Entries taken from a collection:
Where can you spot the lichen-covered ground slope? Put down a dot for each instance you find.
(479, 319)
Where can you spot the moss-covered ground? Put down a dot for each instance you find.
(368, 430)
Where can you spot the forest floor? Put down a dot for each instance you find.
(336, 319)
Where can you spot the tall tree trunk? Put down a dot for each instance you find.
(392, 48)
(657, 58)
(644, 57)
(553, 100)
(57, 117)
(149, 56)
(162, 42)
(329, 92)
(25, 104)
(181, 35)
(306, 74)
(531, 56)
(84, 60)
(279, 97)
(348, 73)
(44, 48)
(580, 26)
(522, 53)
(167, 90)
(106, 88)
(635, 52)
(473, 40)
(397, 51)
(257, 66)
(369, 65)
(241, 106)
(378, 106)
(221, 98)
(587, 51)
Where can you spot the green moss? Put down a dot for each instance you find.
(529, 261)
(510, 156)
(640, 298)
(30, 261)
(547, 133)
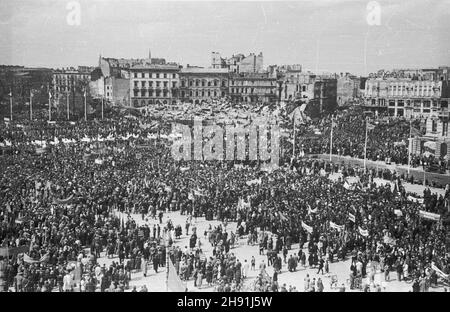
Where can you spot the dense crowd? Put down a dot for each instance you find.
(68, 202)
(388, 141)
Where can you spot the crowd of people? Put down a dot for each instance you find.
(65, 202)
(387, 141)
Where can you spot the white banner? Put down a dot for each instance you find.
(363, 232)
(307, 227)
(429, 215)
(337, 227)
(352, 217)
(438, 271)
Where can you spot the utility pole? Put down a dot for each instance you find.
(49, 104)
(10, 103)
(31, 105)
(68, 94)
(85, 106)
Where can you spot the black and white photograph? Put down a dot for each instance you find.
(224, 147)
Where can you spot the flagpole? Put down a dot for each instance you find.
(10, 103)
(365, 149)
(409, 146)
(67, 106)
(31, 105)
(49, 105)
(85, 108)
(167, 266)
(331, 137)
(293, 139)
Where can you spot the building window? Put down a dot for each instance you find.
(433, 125)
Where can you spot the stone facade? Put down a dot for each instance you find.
(406, 97)
(253, 88)
(154, 84)
(200, 84)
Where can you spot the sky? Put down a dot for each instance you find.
(322, 35)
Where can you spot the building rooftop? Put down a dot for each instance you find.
(199, 70)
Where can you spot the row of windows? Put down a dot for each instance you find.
(155, 75)
(203, 93)
(407, 103)
(157, 93)
(203, 83)
(249, 90)
(151, 84)
(252, 83)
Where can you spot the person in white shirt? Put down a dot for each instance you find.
(67, 282)
(245, 269)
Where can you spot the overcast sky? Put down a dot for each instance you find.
(321, 35)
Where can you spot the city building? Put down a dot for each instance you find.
(348, 89)
(154, 84)
(324, 100)
(253, 88)
(68, 79)
(238, 63)
(200, 84)
(407, 97)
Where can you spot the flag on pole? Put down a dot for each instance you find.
(415, 132)
(352, 217)
(174, 283)
(363, 232)
(438, 271)
(307, 227)
(337, 227)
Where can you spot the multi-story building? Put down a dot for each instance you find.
(407, 97)
(68, 79)
(348, 89)
(200, 84)
(324, 99)
(238, 63)
(154, 84)
(253, 88)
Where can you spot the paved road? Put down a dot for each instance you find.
(417, 173)
(156, 281)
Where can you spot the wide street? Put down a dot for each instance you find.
(156, 281)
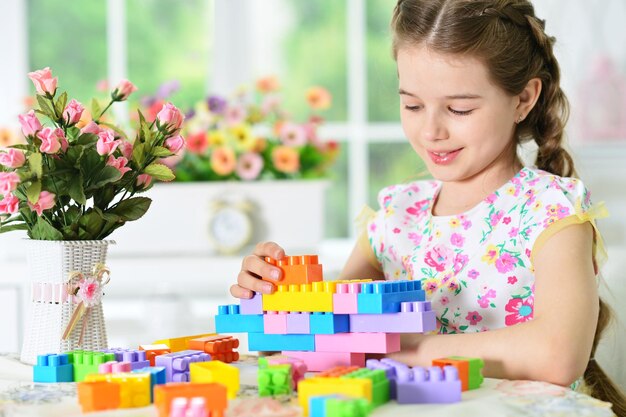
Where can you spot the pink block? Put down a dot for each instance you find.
(358, 342)
(321, 361)
(275, 322)
(345, 298)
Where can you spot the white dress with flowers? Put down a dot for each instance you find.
(476, 267)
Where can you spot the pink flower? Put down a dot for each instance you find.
(45, 202)
(44, 83)
(30, 123)
(123, 90)
(12, 158)
(106, 144)
(8, 182)
(170, 117)
(72, 112)
(50, 140)
(175, 144)
(249, 166)
(10, 204)
(118, 163)
(522, 311)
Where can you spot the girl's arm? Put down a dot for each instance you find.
(556, 344)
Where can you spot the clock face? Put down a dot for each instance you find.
(230, 228)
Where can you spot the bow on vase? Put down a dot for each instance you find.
(87, 292)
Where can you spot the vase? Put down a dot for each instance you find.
(51, 305)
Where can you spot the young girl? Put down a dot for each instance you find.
(506, 253)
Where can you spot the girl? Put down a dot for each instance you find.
(506, 253)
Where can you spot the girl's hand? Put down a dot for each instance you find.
(254, 267)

# Directions:
Starting with the line that contains "Where can you spot the young", return each line through the last one of the data above, exactly as written and nothing more.

# Answer box:
Where can you spot the young girl? Put down a dot for each instance you find.
(506, 253)
Where can you spot the girl? Put down a dot for each instance you find.
(506, 253)
Where can you spot the girl's hand? Put down a dot for each instance you find.
(254, 267)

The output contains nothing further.